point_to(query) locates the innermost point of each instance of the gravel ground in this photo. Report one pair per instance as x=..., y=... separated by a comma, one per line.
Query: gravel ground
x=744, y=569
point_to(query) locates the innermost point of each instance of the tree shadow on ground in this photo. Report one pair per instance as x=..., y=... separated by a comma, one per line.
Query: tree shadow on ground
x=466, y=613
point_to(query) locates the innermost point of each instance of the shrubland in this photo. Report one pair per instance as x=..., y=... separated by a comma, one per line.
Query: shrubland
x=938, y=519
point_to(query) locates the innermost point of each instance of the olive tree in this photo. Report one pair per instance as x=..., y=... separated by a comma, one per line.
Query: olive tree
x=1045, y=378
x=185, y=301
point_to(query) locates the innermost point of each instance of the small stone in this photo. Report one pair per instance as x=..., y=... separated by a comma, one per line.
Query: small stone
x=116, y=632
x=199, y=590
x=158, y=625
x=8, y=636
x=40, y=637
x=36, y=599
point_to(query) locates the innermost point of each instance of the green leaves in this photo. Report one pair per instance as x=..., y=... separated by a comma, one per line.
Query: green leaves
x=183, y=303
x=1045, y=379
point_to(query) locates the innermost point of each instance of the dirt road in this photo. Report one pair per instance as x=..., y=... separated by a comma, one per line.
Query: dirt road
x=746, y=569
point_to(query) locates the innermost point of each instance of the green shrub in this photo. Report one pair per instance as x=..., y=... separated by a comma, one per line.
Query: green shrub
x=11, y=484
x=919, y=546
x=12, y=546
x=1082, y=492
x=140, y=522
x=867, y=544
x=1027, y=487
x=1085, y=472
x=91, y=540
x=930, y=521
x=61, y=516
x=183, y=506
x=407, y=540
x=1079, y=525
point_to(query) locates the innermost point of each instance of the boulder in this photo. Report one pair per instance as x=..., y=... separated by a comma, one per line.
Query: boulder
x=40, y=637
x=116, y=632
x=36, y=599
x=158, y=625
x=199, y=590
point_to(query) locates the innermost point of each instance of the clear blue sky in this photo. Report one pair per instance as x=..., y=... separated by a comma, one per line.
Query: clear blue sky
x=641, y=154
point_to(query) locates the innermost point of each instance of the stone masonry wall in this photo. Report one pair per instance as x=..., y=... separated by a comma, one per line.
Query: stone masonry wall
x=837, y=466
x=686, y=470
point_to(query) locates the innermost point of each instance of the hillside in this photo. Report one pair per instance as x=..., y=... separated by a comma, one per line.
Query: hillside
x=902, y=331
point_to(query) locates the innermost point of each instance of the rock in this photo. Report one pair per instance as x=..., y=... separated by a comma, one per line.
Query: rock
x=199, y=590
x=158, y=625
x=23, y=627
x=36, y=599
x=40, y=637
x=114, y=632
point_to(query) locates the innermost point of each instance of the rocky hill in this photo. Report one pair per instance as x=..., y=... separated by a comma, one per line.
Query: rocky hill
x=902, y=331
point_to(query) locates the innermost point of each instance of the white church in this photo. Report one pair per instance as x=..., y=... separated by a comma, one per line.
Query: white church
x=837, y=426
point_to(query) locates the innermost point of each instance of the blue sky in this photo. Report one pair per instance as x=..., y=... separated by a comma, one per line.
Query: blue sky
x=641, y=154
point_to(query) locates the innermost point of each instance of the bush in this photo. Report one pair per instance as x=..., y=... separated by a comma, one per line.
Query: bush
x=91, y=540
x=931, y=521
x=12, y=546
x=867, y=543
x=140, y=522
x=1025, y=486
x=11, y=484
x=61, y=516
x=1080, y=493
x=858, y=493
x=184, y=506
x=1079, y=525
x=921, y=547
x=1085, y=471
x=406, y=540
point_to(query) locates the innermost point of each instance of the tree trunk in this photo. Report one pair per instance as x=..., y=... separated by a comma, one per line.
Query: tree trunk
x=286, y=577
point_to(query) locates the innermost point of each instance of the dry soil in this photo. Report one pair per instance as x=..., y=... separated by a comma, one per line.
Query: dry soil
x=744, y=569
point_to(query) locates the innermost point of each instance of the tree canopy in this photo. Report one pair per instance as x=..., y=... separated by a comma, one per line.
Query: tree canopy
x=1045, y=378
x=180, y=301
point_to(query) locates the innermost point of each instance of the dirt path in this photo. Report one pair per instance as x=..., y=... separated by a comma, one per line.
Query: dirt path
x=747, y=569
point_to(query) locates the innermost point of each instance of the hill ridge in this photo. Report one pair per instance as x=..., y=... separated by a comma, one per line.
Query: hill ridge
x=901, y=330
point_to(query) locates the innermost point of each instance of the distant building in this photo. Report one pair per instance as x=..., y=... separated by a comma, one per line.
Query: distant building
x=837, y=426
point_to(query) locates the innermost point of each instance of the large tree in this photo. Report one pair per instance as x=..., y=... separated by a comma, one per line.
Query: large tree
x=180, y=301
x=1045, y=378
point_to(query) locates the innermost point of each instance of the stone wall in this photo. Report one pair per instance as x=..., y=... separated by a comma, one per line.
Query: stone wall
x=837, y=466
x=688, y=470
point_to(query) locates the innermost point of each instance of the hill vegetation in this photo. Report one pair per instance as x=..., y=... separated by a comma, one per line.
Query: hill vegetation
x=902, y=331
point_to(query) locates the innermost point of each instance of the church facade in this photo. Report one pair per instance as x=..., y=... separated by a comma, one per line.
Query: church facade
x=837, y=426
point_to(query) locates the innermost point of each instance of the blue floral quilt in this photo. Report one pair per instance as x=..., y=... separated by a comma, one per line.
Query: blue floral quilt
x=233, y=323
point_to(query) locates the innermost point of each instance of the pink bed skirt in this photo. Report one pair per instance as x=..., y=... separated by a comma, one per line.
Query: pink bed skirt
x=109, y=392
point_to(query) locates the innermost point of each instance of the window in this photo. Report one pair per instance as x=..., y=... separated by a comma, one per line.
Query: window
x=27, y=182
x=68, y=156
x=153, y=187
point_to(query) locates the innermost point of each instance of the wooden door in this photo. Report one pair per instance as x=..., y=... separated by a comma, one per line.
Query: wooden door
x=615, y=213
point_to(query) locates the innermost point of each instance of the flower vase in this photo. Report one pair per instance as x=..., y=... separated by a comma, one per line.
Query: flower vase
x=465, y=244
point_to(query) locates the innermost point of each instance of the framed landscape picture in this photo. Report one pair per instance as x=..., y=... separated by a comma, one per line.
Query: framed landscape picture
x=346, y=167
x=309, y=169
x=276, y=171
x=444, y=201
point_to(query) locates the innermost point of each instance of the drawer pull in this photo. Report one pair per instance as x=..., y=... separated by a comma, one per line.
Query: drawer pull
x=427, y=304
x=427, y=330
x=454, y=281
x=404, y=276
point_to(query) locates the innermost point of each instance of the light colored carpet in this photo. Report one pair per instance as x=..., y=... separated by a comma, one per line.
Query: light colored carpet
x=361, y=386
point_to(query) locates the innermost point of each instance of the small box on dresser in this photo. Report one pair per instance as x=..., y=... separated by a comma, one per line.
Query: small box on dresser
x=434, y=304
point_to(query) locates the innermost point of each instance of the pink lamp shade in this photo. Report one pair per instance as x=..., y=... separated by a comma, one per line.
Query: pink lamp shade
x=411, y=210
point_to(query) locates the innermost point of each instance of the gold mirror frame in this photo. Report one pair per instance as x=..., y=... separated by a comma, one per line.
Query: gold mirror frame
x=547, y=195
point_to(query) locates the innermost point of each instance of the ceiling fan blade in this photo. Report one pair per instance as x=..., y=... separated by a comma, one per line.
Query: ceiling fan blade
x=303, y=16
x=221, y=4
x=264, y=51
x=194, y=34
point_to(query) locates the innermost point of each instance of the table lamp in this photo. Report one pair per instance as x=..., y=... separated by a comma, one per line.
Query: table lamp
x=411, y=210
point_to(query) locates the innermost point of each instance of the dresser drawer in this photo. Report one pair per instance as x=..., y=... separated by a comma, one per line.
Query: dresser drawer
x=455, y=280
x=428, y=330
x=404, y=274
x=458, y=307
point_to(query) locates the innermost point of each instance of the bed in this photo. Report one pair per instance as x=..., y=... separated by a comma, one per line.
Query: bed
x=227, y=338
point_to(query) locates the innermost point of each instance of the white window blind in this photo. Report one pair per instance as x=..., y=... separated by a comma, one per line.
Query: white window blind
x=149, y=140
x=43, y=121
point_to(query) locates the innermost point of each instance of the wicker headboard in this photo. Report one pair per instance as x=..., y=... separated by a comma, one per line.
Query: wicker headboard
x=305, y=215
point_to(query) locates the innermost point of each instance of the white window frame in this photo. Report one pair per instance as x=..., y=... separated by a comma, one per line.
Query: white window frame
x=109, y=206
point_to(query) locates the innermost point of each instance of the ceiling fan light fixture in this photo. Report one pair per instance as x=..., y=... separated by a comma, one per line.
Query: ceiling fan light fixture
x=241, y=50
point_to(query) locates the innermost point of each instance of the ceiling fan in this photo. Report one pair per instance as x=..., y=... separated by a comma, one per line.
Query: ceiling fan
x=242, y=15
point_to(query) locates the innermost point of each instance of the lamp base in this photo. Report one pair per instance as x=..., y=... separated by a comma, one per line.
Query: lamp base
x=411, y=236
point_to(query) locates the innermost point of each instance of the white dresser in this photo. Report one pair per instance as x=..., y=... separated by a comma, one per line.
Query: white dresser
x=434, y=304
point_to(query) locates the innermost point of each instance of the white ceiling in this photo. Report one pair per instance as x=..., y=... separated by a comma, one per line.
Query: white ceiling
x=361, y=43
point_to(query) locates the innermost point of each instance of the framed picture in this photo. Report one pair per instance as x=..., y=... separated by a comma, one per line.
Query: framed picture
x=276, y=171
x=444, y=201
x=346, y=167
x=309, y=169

******

### BRIEF
Write out the listing word for word, starting at the line that contains "ceiling fan in" and going through the last line of the listing.

### FINAL RESULT
point_to(query) locates the innermost point of each instance of the ceiling fan in this photo. Report one pair per instance as x=..., y=... separated by a comma, one per line.
Query: ceiling fan
x=242, y=15
point_to(query) locates the innermost point of each instance of the lamp base in this photo. Report one pair per instance as x=..., y=... separated by a comma, one per line.
Query: lamp base
x=411, y=236
point_to(query) locates the innermost point of each instance of the white dresser in this photo. Report one pair per instance as x=..., y=... separated by a comma, one per line.
Query: white dresser
x=434, y=304
point_to(query) locates the innermost point of each instance of the white ceiling in this photo. Report one pair per instance as x=..., y=... separated by a comma, one per line.
Query: white ceiling
x=361, y=43
point_to(query) locates the innermost point of each instance of the framed picture in this photo. Report one pair per instance as x=..., y=... separated by a comma, one per line.
Query: framed picture
x=276, y=171
x=444, y=201
x=346, y=167
x=309, y=169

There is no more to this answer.